* [Verilen Metin]:
Yıldızlar Üşüdükçe

Posted: 12 Nisan 2014 Cumartesi by bülent usta in
0

Herkes sabahları güneş görememekten şikayetçi, bense yağmurun yağmur gibi yağmayışından... Gökyüzünde elektrik toplayan bulutlara bakınca, büyük bir fırtına kopacakmış diye düşünüyor insan, sonra yağa yağa, tüm bu belaları zamanında başımıza onlar sarmamış gibi, mağdur edildikleri için bir süredir pek masum gözüken ulusalcıların üzerine yağıyor mesela…

12 Eylül ruhuyla gücüne güç katmış, Cumhuriyet tarihinde en güçlü zamanlarını yaşayan Cemaat üyelerinin yürek burkucu dershane mağduriyetleri için, yağmurun gözyaşı gibi yağmasına ne demeli...

Mağduriyet şampiyonu iktidar partisinin, beraber yürüdükleri o duble yollara, yüz binlerce ağaç keserek yaptıkları köprülere, tarihi ve doğayı umursamadan diktikleri gökdelenlere, AVM’lere yağıyor yağmur, bereketli bereketli…

Bizim yağmurumuzsa bulutlar elektrik topladığı için değil, yıldızlar üşüdüğü için yağıyor, Mehmet Ayvalıtaş’ın annesi Fadime Ana’nın, diğer oğullarını kaybetmiş anaların omzundaki tabutunun üzerine ya da Gever’de, tıpkı Roboski’de olduğu gibi kolayca gözden çıkarılan, kolayca öldürülen insanların taze kazılmış mezarlarının üzerine… Kendilerini cellatları kadar bile masum hissedemeyenlerin, vatandaşlık hakları ellerinden alındığı için, milletvekili olsalar bile, cezaevinden çıkamayanların ümitleri üzerine yağıyor…

Attilâ İlhan’ın bir şiirinde Stelyo’ya “yıldızlar eskidirler, onlar bizi bilirler” demesi geliyor aklıma. Yıldızlar bizi bilir de, biz bilir miyiz onları? Hakikati aramak yerine, kendilerine ezberletilmiş doğruların peşinden gitmeyi tercih edenler bilebilir mi yıldızları? En fazla bayrakların üzerindekileri bilirler, göremezler bulutlardan çünkü gökyüzünü. Yıldızlar üşümeye devam ettikçe de, bizim yağmurumuz hiç dinmez, bulutsuz yağar üzerimize…

Bu topraklara yağan asitli iktidar yağmurlarıdır ki, insanların radikalleşmelerini engelleyip fanatikleştirdi hep. Devlet düzeni, radikalleşme eğiliminde olan her siyasi yönelimi, ister İslamcı olsun, ister komünist, ister milliyetçi, çeşitli aygıtlarla, şimdiki hükümetin de dilinden düşürmediği gibi, “kontrol edilebilir” marjinal bir seviyeye çekmeye çalıştı. Agamben’in tabiriyle, radikalleri “homo-sacer” konumuna indirip, vatandaşlık haklarını ellerinden alarak istediği gibi yok edebildi.

* [Hedefiniz]: Yağmur ve yıldızlar üzerine yazılmış metinde "Yıldızlar Üşüdükçe" sözleriyle başlayıp "yağmasına ne demeli..." sözleriyle biten kısmı hiçbir değişiklik yapmadan kopyalayın.

* [Veri Kesiti]:
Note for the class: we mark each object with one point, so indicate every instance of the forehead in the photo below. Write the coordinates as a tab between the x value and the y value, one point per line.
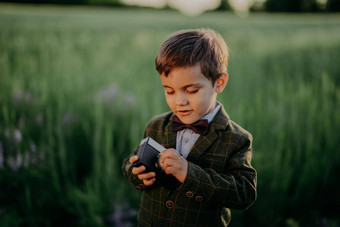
184	76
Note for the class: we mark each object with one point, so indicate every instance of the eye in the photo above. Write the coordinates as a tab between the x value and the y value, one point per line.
169	92
193	91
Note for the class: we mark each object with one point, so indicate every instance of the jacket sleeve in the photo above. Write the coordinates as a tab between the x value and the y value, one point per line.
234	188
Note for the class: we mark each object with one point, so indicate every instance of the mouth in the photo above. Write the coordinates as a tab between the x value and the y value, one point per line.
184	112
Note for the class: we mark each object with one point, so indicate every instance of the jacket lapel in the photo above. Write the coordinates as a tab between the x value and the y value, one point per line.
220	122
169	136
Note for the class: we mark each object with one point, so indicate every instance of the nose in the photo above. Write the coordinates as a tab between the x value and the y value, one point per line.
181	99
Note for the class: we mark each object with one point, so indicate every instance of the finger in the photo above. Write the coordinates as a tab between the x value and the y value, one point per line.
169	153
146	176
170	170
149	182
138	170
133	159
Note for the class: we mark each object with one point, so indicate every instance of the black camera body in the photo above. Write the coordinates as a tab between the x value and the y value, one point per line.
148	155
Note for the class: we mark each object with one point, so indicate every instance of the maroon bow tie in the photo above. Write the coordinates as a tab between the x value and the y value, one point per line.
200	126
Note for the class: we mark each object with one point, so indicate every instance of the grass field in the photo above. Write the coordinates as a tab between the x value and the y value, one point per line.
78	85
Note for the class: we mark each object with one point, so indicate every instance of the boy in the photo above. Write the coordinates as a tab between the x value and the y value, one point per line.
207	154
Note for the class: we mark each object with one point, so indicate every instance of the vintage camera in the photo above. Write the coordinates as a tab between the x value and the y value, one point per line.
148	155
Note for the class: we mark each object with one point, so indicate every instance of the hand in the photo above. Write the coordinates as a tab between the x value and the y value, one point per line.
147	178
173	163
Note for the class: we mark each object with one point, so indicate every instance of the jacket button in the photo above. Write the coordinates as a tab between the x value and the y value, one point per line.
169	204
199	198
190	194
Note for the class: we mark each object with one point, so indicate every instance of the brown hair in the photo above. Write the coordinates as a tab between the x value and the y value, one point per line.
189	47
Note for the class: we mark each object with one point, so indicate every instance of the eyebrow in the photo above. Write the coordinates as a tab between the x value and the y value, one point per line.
186	86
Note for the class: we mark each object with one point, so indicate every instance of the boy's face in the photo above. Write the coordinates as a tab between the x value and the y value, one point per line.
189	94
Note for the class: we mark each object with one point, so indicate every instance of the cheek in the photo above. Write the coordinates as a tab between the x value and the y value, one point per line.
169	100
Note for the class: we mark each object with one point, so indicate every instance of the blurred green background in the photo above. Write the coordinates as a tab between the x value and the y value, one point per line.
78	85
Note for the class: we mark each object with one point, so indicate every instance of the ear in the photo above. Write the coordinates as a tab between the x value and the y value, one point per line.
221	82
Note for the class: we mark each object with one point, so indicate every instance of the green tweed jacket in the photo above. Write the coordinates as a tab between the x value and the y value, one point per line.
220	176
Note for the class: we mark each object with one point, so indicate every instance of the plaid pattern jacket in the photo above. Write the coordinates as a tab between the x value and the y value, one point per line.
220	176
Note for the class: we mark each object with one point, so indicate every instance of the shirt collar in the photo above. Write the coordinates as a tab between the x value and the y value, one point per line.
210	116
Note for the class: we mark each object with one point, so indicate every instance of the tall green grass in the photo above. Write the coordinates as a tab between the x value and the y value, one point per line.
77	86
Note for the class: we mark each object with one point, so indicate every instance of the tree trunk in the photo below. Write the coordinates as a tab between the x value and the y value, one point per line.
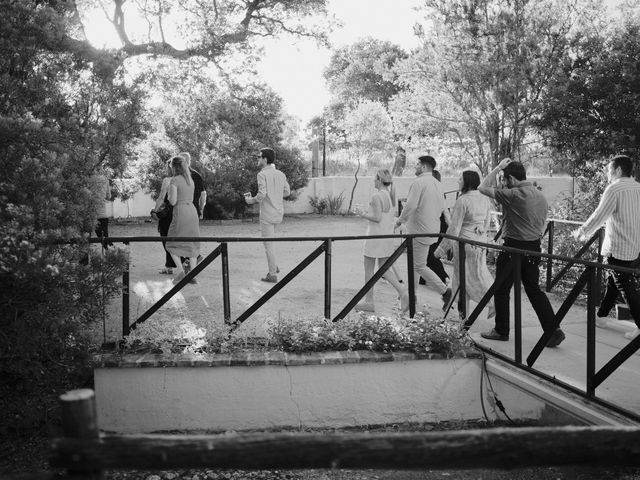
355	184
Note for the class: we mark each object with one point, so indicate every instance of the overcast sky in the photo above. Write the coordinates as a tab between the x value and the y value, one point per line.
294	67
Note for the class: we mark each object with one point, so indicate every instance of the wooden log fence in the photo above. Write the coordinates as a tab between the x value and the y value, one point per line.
86	454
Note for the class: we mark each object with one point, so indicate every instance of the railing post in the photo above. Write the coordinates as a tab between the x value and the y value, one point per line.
462	276
327	278
125	299
592	291
411	284
551	230
226	302
517	259
79	420
600	270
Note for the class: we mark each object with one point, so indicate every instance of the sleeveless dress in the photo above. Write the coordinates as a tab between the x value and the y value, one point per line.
381	247
470	219
185	221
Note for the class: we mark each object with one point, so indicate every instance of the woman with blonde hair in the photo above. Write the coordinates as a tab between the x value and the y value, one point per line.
185	217
163	213
470	219
380	218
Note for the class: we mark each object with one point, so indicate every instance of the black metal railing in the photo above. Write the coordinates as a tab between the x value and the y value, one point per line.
589	279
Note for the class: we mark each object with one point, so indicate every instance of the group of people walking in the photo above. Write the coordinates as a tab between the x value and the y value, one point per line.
524	216
180	206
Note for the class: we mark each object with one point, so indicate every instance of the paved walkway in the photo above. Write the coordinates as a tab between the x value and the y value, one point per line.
304	297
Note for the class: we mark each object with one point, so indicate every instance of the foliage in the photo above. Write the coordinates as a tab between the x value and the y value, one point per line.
60	124
577	208
422	335
360	72
330	204
368	128
591	107
363	71
223	132
480	72
183	30
48	299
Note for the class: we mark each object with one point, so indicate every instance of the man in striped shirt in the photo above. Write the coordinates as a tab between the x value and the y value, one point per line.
619	210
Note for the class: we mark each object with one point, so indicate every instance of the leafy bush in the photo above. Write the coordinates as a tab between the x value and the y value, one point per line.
330	204
421	335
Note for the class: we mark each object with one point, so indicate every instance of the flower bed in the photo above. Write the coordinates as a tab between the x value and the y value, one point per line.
363	370
423	335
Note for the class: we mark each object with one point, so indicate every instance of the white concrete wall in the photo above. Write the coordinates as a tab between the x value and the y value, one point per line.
137	400
554	188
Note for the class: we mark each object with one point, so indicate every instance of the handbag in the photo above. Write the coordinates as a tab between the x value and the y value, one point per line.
164	211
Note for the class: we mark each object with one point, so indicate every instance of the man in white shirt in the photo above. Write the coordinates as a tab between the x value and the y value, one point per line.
272	188
421	213
619	210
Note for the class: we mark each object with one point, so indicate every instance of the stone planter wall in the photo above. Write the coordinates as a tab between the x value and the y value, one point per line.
147	393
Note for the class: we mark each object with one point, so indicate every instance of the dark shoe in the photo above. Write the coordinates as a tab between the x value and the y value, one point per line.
446	298
365	307
556	339
270	278
178	277
493	335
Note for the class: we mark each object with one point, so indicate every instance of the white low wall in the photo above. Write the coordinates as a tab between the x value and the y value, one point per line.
139	400
554	188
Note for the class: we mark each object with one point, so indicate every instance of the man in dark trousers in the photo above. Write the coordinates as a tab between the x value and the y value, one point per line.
524	211
618	210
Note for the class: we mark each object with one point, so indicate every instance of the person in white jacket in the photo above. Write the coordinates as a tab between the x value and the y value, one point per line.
272	188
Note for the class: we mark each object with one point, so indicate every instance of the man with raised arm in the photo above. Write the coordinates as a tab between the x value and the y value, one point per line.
619	210
524	213
421	213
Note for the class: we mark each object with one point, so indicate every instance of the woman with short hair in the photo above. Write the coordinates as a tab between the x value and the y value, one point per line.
381	221
185	221
470	219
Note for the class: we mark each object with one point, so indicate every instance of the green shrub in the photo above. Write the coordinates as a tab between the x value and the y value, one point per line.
330	204
318	204
422	335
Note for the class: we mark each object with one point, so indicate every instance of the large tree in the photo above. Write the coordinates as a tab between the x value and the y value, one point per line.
482	69
363	71
591	108
184	28
360	72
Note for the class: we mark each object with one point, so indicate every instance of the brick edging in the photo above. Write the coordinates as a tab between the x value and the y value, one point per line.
247	359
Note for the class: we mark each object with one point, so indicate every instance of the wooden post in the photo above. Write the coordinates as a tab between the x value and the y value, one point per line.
79	421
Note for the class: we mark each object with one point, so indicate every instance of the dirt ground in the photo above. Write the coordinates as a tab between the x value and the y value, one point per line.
303	297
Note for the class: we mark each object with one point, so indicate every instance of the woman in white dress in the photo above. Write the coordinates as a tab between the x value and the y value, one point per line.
380	219
185	221
470	219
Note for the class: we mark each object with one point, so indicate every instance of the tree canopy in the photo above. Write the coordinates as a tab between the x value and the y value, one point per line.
481	71
591	107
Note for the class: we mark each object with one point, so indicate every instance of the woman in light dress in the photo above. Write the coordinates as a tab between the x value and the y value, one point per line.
185	221
380	219
470	219
165	222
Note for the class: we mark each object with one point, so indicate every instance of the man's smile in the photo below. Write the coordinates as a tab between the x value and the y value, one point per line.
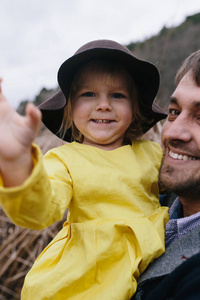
181	156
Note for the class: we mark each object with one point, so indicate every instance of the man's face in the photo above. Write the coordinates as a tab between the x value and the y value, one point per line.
180	169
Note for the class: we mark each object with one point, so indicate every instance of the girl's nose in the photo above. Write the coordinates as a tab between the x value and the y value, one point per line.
104	104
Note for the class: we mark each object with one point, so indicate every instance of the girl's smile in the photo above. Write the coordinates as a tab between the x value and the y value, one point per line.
102	111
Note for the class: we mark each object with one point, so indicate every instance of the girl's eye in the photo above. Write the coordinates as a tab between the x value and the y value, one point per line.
88	94
173	112
118	95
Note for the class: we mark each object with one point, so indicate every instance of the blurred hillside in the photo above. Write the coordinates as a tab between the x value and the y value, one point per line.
167	50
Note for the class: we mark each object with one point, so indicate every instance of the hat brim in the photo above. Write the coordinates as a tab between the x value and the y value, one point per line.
144	73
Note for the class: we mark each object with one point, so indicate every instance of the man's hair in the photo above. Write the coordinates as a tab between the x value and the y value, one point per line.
191	64
107	68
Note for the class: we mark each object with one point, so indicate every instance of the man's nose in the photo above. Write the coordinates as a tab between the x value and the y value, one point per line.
104	104
179	129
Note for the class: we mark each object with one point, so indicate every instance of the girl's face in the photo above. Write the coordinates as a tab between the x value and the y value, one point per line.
102	111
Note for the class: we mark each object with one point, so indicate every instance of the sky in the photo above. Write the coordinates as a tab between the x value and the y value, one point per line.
37	36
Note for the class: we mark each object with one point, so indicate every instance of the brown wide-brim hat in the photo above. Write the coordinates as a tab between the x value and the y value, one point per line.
145	74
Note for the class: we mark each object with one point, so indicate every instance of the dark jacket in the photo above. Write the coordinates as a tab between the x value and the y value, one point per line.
176	274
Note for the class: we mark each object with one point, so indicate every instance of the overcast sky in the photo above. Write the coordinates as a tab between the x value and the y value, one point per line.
36	36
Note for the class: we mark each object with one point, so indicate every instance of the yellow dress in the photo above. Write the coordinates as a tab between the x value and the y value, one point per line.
115	225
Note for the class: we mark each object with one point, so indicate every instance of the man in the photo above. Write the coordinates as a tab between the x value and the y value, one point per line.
176	274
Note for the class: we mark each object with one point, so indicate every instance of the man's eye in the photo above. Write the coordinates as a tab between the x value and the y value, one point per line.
118	95
88	94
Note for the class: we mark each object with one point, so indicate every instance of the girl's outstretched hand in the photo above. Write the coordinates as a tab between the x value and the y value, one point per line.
16	136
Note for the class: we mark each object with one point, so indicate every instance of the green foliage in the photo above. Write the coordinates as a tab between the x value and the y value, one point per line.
166	50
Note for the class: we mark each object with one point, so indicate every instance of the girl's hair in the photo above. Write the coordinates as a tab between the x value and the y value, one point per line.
107	69
191	64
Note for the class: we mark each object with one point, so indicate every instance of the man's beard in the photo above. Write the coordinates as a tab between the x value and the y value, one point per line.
179	182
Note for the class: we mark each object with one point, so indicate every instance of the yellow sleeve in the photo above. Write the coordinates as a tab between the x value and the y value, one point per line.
40	201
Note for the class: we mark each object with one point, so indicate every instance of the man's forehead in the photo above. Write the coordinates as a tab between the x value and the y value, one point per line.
195	104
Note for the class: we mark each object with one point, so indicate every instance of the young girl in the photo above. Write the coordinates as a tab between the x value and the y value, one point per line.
106	177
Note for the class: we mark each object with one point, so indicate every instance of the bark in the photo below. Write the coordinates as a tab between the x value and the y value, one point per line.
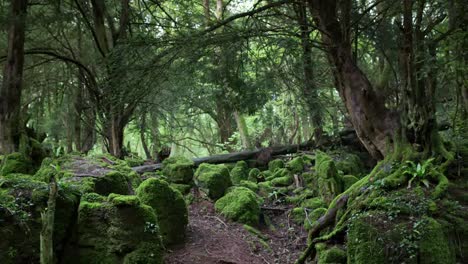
373	122
10	91
243	130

* [Görevin Sonucu]:
Yıldızlar Üşüdükçe

Posted: 12 Nisan 2014 Cumartesi by bülent usta in
0

Herkes sabahları güneş görememekten şikayetçi, bense yağmurun yağmur gibi yağmayışından... Gökyüzünde elektrik toplayan bulutlara bakınca, büyük bir fırtına kopacakmış diye düşünüyor insan, sonra yağa yağa, tüm bu belaları zamanında başımıza onlar sarmamış gibi, mağdur edildikleri için bir süredir pek masum gözüken ulusalcıların üzerine yağıyor mesela…

12 Eylül ruhuyla gücüne güç katmış, Cumhuriyet tarihinde en güçlü zamanlarını yaşayan Cemaat üyelerinin yürek burkucu dershane mağduriyetleri için, yağmurun gözyaşı gibi yağmasına ne demeli...